Instructions for the task ▸
Take the lines below beginning at the line that has "zinnia shown above." and stopping after the line that has "Target: wispy cloud", and print them exactly as they are, with no other lines.

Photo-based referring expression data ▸
----------------

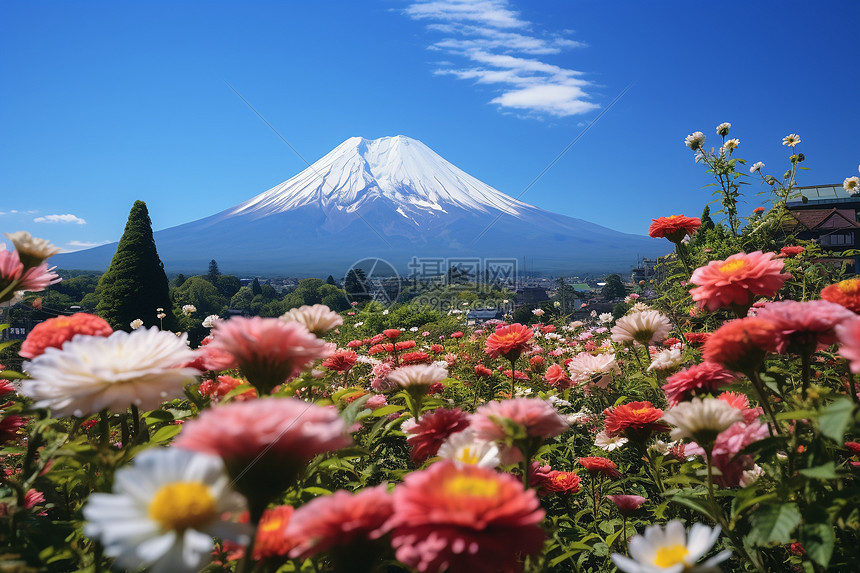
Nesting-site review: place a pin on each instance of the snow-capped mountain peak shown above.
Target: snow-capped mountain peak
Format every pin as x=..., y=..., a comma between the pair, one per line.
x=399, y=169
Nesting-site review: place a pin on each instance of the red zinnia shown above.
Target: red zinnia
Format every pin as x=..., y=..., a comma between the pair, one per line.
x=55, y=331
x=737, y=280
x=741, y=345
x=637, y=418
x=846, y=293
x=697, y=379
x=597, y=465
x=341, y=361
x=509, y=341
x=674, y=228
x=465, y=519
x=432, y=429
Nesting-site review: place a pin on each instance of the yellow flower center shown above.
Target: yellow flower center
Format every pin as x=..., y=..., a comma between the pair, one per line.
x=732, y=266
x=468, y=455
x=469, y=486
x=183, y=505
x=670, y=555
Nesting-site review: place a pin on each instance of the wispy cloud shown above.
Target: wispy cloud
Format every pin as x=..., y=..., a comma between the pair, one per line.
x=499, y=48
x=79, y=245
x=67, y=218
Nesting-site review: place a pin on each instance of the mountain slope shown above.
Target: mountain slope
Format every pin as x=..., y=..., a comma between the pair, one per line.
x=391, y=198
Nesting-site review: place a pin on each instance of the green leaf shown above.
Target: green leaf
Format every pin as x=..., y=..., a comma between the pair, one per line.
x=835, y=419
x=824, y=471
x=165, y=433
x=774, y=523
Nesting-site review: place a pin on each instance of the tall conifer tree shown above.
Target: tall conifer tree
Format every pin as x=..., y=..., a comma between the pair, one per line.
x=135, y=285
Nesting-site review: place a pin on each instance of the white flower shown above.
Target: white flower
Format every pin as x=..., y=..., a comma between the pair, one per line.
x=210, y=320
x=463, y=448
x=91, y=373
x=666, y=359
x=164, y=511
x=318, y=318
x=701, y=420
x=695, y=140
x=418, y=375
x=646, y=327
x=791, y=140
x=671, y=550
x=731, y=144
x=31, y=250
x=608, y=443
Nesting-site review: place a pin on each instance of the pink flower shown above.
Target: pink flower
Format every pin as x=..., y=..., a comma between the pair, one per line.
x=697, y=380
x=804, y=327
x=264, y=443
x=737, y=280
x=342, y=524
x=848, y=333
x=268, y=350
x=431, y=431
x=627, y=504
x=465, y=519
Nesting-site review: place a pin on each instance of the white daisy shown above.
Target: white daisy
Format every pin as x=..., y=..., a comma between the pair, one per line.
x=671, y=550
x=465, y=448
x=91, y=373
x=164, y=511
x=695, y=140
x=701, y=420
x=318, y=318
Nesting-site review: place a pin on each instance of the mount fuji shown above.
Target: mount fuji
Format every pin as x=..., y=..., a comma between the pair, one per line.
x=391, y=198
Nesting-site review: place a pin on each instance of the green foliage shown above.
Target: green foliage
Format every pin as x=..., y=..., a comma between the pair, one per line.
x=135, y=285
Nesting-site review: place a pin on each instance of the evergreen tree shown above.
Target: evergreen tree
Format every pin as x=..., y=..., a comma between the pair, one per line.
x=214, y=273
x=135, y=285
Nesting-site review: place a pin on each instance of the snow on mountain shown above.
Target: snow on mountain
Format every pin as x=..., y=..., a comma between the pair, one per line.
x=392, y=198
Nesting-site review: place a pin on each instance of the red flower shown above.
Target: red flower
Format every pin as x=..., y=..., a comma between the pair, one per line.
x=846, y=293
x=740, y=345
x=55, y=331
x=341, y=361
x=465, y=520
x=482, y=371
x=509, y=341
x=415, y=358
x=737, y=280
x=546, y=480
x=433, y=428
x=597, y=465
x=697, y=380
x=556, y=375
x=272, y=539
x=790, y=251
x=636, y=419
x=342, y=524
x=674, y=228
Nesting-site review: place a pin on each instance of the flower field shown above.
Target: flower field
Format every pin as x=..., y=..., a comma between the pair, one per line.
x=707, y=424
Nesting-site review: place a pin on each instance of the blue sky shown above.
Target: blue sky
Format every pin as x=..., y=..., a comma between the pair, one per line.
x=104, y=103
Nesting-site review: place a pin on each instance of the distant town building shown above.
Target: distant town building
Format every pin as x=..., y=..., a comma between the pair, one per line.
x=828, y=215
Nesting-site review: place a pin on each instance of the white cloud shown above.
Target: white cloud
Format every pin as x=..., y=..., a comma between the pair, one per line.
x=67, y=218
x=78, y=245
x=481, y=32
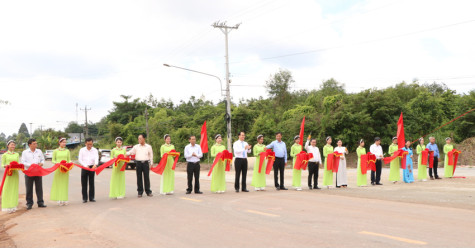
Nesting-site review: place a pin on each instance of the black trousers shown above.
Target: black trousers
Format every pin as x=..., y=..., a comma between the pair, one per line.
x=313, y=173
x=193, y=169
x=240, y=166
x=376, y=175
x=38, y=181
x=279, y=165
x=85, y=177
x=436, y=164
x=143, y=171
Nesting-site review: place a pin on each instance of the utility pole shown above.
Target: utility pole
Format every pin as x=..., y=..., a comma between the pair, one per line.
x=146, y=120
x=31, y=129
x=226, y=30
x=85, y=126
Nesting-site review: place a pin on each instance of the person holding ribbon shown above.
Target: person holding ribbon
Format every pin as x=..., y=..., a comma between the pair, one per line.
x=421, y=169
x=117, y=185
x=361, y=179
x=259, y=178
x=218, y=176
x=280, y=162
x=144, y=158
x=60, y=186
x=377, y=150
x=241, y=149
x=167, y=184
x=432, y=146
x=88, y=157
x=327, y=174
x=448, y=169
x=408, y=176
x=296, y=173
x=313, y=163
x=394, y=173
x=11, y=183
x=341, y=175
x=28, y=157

----------------

Written reply ▸
Nesting-site review: place a pin on each instance of the red zinnia shown above.
Target: red zinnia
Format every pin as x=..., y=..., a comma between the pair, one per line.
x=55, y=331
x=737, y=280
x=741, y=345
x=637, y=418
x=846, y=293
x=697, y=379
x=597, y=465
x=341, y=361
x=509, y=341
x=674, y=228
x=465, y=519
x=432, y=429
Nesting-site review: place a pin on each instance of the yellow flower center shown above.
Target: yellow flower center
Format every pin as x=..., y=..., a comma between the pair, one per line.
x=732, y=266
x=468, y=455
x=469, y=486
x=183, y=505
x=670, y=555
Nesting-site review: place a pin on each instance of the wispy cloud shown above.
Target: wispy cloud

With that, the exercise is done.